» Required task
Which rows contain the word "black"? Pick out each one and copy it in full, treating case as significant.

» Dataset records
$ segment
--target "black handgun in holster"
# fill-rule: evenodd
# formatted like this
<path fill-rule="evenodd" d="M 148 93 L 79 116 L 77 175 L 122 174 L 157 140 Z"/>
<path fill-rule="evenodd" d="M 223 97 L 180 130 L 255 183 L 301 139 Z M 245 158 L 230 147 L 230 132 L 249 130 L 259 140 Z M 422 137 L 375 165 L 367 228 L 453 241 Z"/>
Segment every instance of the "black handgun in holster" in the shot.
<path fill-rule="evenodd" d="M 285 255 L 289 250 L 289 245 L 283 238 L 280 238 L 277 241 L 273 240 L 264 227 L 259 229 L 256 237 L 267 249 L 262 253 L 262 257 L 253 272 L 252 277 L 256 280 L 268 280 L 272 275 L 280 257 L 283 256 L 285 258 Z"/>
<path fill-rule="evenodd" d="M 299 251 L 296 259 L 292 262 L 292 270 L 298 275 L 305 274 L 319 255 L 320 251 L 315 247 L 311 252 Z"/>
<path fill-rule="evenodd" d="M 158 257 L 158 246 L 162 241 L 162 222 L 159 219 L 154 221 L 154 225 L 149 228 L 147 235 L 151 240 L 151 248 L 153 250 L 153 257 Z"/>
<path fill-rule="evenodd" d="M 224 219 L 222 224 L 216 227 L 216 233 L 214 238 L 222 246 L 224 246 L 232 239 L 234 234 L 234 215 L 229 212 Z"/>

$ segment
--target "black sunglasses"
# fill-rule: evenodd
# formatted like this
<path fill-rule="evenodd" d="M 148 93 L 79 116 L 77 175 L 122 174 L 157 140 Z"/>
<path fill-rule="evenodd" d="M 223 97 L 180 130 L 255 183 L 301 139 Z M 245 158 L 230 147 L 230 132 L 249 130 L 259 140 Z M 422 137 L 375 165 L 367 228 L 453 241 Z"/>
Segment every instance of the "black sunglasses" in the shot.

--

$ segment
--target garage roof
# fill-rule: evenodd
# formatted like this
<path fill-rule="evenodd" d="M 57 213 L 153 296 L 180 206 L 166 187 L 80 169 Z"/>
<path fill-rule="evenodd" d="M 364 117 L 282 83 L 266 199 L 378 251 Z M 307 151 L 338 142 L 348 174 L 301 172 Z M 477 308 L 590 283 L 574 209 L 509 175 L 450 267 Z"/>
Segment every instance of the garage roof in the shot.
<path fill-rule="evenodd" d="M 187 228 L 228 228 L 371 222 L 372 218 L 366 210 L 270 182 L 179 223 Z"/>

» Finished task
--target "black handgun in holster"
Segment every instance of the "black handgun in holster" in the shot.
--target "black sunglasses"
Segment every instance of the "black sunglasses" in the shot.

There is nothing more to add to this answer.